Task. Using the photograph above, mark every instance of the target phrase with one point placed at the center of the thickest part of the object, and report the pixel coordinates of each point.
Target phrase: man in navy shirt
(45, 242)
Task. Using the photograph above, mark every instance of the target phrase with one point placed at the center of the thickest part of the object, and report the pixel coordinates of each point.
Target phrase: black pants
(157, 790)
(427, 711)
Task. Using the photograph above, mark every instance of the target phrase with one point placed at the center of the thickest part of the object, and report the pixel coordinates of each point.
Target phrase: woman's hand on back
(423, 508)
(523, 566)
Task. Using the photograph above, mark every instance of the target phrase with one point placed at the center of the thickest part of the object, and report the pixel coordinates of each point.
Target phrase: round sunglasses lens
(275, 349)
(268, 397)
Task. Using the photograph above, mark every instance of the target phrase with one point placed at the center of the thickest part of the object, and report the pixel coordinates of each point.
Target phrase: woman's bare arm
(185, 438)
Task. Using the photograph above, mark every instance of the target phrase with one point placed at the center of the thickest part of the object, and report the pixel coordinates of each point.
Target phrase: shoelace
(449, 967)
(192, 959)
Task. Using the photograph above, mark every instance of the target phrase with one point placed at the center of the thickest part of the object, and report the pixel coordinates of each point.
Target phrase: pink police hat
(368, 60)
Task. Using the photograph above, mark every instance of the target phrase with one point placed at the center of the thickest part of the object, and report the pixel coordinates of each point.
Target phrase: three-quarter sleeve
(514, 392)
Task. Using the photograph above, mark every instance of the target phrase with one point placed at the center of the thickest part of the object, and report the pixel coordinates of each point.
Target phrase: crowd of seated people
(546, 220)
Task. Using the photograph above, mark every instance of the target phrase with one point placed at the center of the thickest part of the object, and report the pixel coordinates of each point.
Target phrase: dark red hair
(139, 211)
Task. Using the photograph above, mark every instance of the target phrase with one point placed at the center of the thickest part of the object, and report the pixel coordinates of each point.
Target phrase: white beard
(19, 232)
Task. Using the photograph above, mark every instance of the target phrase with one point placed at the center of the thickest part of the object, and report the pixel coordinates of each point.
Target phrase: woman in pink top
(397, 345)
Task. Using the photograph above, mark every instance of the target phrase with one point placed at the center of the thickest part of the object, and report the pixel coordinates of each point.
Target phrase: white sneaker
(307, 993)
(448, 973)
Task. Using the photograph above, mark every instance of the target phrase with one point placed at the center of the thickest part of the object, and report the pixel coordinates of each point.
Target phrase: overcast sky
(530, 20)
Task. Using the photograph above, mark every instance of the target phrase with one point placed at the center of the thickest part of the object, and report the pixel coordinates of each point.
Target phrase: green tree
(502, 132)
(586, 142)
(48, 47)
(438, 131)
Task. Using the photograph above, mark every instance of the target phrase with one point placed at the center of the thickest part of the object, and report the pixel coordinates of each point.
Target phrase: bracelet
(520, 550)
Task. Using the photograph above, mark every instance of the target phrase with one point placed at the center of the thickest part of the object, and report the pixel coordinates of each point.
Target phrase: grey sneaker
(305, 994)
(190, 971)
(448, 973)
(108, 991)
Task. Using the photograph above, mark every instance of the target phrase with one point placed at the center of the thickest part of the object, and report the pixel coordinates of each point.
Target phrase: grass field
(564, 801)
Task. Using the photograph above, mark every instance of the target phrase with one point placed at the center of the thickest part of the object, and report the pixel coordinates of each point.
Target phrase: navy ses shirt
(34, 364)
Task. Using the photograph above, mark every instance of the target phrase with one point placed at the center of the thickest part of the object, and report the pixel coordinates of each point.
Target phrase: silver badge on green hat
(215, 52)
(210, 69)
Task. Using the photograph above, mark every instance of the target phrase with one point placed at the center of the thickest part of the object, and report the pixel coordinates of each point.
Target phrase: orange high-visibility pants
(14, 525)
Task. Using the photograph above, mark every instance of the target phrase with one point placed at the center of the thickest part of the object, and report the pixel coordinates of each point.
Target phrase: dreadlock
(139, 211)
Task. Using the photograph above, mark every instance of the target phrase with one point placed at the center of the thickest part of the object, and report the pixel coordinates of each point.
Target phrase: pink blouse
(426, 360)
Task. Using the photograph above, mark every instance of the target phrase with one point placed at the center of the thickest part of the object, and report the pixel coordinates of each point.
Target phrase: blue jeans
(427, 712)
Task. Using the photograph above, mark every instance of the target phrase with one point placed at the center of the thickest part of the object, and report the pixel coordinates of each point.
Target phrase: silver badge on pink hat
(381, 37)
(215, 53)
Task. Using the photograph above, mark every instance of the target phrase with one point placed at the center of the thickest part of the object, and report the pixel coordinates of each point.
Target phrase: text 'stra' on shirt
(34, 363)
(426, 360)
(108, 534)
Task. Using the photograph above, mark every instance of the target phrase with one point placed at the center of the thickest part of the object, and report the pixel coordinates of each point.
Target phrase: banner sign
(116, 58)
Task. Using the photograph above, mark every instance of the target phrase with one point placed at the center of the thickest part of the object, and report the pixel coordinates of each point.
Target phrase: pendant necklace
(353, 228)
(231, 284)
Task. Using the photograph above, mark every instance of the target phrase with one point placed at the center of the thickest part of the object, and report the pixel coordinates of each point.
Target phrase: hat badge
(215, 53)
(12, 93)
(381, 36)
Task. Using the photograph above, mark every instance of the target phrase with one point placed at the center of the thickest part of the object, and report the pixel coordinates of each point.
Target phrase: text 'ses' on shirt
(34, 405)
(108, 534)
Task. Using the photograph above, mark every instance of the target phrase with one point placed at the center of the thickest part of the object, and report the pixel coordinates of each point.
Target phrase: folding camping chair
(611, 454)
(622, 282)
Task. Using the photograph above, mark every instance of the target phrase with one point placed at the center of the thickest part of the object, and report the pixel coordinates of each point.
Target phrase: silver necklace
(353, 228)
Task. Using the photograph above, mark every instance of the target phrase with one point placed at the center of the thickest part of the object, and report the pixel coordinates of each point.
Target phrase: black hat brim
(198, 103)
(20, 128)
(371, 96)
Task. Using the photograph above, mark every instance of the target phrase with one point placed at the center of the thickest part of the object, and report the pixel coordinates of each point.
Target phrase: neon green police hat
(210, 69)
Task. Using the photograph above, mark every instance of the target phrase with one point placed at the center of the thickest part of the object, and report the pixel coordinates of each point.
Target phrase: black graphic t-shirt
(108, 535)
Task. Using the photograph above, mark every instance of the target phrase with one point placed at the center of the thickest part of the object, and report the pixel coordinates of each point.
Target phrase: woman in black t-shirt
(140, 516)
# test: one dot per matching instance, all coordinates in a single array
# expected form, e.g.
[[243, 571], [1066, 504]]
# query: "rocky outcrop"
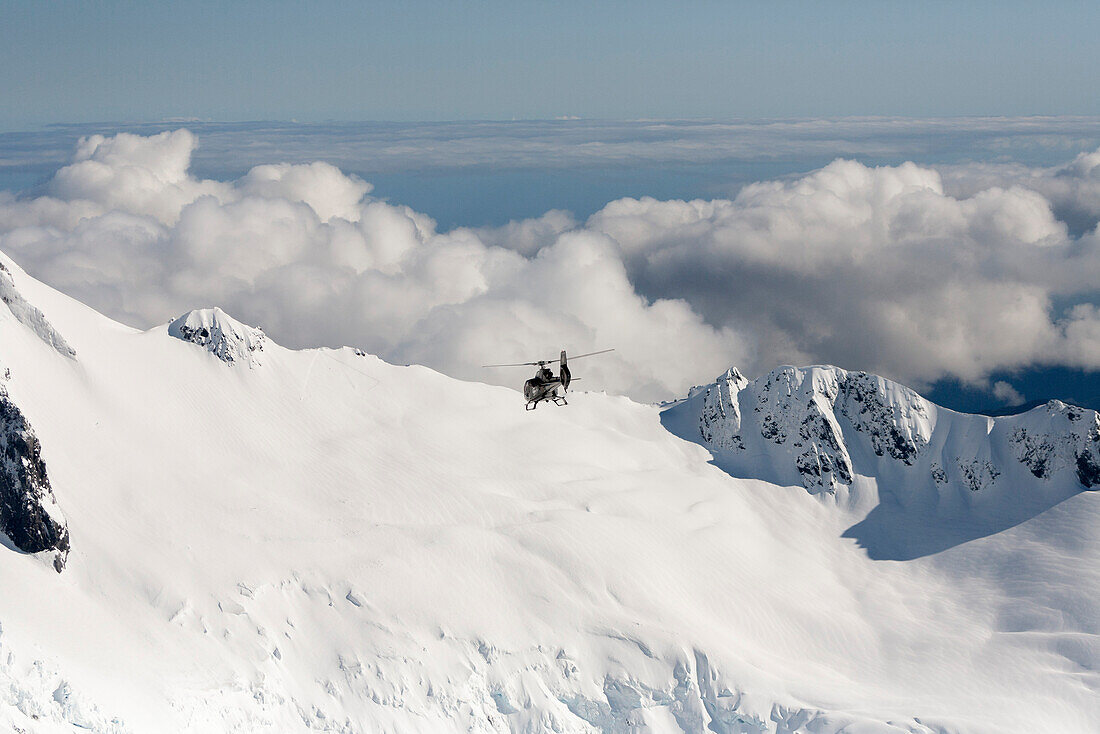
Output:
[[220, 335], [823, 426], [29, 514]]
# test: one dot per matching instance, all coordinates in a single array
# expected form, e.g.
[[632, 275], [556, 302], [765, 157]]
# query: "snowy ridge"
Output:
[[344, 545], [30, 316], [221, 335], [823, 426]]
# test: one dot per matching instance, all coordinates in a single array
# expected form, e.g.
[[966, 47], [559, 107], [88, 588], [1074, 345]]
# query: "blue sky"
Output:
[[77, 62], [994, 98]]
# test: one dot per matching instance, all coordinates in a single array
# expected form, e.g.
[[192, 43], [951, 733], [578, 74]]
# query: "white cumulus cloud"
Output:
[[901, 270]]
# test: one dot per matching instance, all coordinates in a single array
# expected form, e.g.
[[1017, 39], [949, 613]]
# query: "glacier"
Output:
[[322, 541]]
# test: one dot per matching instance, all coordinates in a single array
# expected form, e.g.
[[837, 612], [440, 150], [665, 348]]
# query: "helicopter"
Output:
[[543, 385]]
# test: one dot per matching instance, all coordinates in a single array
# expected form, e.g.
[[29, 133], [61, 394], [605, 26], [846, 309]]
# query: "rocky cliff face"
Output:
[[822, 427], [29, 514], [221, 335]]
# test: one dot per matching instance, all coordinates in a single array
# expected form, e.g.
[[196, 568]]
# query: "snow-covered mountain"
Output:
[[272, 540], [934, 477]]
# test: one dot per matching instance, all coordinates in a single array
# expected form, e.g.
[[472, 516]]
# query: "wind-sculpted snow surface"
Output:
[[336, 544], [30, 316]]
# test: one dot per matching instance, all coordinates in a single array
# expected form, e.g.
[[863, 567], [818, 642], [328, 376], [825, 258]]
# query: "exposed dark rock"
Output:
[[220, 335], [25, 495]]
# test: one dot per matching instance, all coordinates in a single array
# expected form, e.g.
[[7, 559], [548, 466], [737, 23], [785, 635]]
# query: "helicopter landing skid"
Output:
[[557, 401]]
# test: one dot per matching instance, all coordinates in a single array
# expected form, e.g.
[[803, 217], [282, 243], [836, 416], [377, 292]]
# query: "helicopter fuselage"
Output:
[[539, 389]]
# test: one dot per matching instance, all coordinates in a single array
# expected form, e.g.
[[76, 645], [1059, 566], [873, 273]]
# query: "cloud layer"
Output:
[[898, 270]]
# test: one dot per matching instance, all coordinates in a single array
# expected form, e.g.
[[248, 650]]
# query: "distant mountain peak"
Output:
[[221, 335], [823, 426]]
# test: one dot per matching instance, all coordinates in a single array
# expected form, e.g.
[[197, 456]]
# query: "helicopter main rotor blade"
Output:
[[603, 351], [519, 364]]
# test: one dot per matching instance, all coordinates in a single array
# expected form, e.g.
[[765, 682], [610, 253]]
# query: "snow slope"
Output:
[[323, 541]]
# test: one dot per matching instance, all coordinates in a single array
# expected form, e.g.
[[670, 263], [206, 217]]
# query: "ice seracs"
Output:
[[29, 315], [221, 335]]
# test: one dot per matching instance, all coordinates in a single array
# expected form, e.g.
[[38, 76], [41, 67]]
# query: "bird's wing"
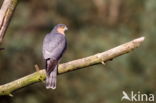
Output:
[[54, 46]]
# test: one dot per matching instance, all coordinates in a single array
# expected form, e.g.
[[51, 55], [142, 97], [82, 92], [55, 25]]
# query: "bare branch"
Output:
[[103, 57], [6, 13]]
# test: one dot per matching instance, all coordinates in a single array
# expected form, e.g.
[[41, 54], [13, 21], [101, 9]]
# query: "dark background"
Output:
[[94, 26]]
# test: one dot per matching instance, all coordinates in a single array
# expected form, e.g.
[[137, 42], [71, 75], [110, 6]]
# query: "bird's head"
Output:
[[61, 28]]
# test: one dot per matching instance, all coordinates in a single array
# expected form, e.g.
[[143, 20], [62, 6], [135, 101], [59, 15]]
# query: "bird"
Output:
[[54, 46]]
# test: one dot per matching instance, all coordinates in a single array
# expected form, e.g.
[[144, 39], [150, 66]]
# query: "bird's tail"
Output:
[[51, 79], [51, 70]]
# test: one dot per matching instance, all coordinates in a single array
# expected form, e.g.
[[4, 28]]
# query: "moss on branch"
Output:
[[103, 57]]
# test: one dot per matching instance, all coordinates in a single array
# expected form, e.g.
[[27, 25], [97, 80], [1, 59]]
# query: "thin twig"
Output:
[[8, 88], [6, 13]]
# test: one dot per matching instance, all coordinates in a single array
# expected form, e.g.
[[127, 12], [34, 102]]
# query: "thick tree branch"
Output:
[[6, 13], [6, 89]]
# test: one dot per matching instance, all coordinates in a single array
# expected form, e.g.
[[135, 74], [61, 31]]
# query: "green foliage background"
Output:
[[89, 33]]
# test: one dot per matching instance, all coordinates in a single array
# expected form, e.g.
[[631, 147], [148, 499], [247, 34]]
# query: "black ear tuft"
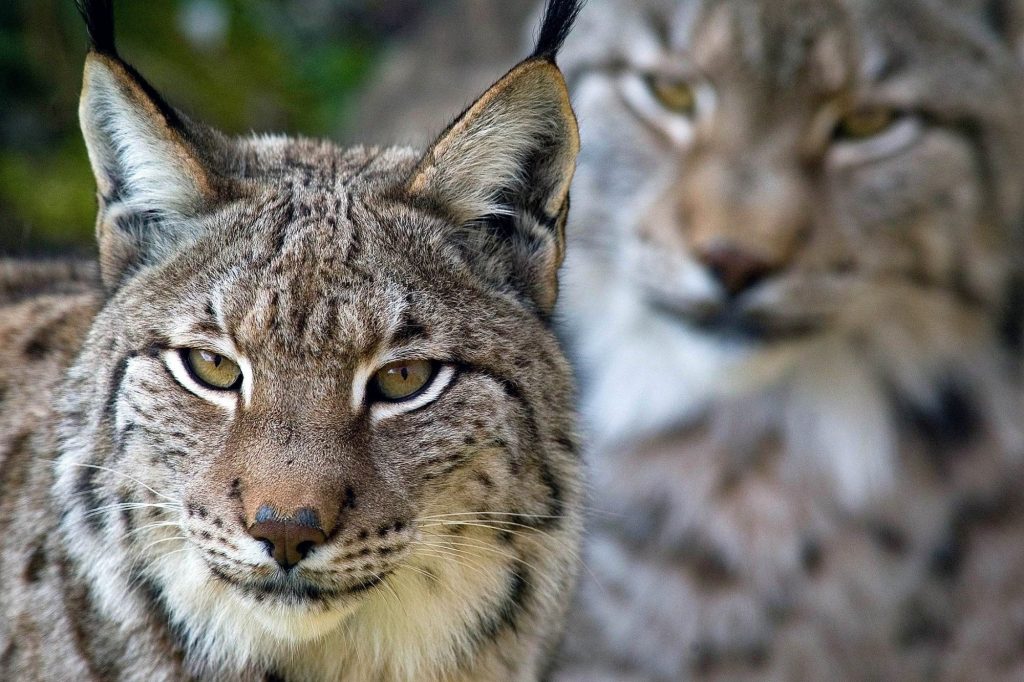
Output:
[[559, 15], [98, 15]]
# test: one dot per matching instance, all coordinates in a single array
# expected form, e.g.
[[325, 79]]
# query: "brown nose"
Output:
[[734, 268], [288, 539]]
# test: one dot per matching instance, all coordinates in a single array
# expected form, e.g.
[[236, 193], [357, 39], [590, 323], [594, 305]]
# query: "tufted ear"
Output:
[[503, 169], [147, 159]]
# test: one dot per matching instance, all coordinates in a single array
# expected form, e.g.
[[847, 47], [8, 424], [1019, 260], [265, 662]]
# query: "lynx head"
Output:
[[817, 201], [311, 359]]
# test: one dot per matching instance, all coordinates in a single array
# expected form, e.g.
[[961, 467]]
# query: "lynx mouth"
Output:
[[736, 322], [299, 590]]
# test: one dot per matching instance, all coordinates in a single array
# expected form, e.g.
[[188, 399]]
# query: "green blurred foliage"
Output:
[[239, 65]]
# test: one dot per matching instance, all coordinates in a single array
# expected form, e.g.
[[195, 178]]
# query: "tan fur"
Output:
[[805, 478], [130, 491]]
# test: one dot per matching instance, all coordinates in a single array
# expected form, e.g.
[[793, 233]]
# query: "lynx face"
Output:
[[780, 189], [321, 423]]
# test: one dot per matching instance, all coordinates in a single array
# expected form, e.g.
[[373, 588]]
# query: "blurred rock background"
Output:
[[296, 66]]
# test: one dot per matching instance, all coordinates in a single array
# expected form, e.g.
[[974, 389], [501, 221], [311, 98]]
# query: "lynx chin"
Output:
[[307, 420]]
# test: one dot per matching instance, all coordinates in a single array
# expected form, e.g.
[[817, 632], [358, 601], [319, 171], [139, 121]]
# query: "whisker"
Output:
[[163, 540], [130, 505], [481, 513], [147, 526], [440, 552], [465, 548], [115, 471]]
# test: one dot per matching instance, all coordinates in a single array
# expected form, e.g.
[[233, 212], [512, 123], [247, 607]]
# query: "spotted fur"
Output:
[[125, 489], [815, 475]]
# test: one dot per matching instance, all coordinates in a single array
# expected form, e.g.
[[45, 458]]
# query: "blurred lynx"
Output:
[[795, 294], [309, 421]]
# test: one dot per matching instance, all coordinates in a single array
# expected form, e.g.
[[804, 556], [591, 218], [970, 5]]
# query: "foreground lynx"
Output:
[[310, 422], [795, 291]]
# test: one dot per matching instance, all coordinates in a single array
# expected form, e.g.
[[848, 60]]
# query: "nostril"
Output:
[[288, 539], [735, 269]]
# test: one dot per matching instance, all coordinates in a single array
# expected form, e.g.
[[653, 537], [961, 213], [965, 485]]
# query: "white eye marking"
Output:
[[226, 399], [440, 380], [679, 127], [897, 137]]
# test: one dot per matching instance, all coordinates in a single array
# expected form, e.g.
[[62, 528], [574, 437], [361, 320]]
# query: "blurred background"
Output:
[[294, 67]]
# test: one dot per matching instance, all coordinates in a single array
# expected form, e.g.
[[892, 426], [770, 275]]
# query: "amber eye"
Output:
[[676, 95], [866, 122], [211, 370], [401, 380]]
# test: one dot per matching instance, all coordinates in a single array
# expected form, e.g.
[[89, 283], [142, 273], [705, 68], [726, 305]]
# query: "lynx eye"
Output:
[[212, 370], [866, 122], [401, 380], [676, 95]]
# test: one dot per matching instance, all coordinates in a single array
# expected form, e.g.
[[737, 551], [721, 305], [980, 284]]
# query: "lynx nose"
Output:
[[288, 539], [734, 268]]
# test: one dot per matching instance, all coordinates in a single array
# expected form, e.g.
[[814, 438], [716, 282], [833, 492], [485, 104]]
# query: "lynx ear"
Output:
[[145, 156], [503, 169]]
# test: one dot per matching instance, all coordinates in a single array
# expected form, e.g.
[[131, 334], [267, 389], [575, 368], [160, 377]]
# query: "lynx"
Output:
[[795, 296], [308, 419]]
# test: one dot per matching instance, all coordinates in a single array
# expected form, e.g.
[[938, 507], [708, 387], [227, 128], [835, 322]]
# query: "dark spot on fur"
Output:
[[947, 558], [920, 626], [890, 538], [946, 425], [348, 501], [811, 556], [36, 564], [1012, 328]]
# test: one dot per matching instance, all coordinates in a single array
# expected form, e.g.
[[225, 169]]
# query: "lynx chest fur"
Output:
[[308, 421]]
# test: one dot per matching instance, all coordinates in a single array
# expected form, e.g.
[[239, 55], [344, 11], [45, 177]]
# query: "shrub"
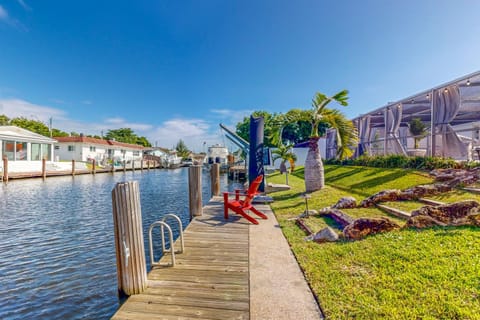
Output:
[[401, 161]]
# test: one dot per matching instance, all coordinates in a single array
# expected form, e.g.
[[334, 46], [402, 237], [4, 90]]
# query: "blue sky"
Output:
[[174, 70]]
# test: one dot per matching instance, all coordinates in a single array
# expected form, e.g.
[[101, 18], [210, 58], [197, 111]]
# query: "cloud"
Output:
[[4, 15], [114, 120], [20, 108], [194, 132], [231, 117], [58, 101], [24, 5]]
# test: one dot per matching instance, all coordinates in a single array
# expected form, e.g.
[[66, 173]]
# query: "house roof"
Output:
[[419, 105], [90, 140], [20, 134]]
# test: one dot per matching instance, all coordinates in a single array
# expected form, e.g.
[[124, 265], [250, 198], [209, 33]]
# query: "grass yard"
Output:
[[409, 274]]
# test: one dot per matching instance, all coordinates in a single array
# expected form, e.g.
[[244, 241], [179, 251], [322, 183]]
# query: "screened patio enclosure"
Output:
[[450, 112]]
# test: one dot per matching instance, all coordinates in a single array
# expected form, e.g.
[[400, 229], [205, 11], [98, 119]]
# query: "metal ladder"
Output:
[[162, 224]]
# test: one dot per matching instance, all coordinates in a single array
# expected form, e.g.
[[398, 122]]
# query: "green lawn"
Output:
[[408, 274]]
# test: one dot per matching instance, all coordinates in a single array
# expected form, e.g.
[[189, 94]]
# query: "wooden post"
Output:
[[130, 251], [215, 179], [5, 169], [44, 168], [195, 190]]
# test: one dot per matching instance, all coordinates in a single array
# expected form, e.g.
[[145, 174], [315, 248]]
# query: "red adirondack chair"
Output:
[[242, 206]]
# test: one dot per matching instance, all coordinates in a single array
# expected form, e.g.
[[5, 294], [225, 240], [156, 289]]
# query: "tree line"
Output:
[[125, 135]]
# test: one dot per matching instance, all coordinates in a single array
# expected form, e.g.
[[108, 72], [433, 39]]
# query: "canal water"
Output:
[[57, 251]]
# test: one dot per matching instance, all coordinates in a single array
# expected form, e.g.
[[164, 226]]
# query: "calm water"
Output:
[[57, 252]]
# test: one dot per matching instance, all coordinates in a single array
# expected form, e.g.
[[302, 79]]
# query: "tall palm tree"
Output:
[[285, 153], [346, 134]]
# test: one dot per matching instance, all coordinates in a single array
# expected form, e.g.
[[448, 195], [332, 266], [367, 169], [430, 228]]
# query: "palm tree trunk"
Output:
[[314, 175]]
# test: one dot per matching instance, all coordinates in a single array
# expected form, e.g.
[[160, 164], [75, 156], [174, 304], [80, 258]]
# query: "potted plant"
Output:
[[418, 129]]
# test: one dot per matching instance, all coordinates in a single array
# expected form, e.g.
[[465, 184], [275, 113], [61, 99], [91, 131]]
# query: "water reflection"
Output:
[[57, 255]]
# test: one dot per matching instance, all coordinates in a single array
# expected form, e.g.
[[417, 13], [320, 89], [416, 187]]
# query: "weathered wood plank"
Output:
[[206, 301], [210, 279]]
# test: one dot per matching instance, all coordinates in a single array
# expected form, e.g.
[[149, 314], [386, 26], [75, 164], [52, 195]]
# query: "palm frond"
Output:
[[347, 135]]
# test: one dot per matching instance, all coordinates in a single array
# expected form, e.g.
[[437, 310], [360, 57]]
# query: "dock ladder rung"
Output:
[[162, 224]]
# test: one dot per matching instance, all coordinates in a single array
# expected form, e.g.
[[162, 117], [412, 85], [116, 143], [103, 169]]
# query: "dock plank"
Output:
[[210, 279]]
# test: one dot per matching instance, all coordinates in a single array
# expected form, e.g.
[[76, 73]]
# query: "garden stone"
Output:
[[339, 216], [306, 214], [345, 203], [453, 214], [382, 196], [420, 222], [474, 220], [325, 235], [366, 226]]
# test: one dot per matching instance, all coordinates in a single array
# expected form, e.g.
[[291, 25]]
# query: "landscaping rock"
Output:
[[420, 222], [453, 214], [345, 203], [474, 220], [325, 235], [454, 177], [382, 196], [301, 223], [339, 216], [417, 192], [308, 213], [366, 226]]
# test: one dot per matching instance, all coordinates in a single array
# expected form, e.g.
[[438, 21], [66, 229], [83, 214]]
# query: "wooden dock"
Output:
[[210, 279]]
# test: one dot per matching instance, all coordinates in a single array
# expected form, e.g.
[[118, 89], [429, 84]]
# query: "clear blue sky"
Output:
[[176, 69]]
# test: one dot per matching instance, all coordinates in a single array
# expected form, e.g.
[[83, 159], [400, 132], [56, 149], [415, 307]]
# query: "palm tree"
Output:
[[285, 153], [346, 134]]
* * *
Objective
Count the lines in the records above that contain the string "police", matching case exactly. Reply with the number only.

Response to the exercise
2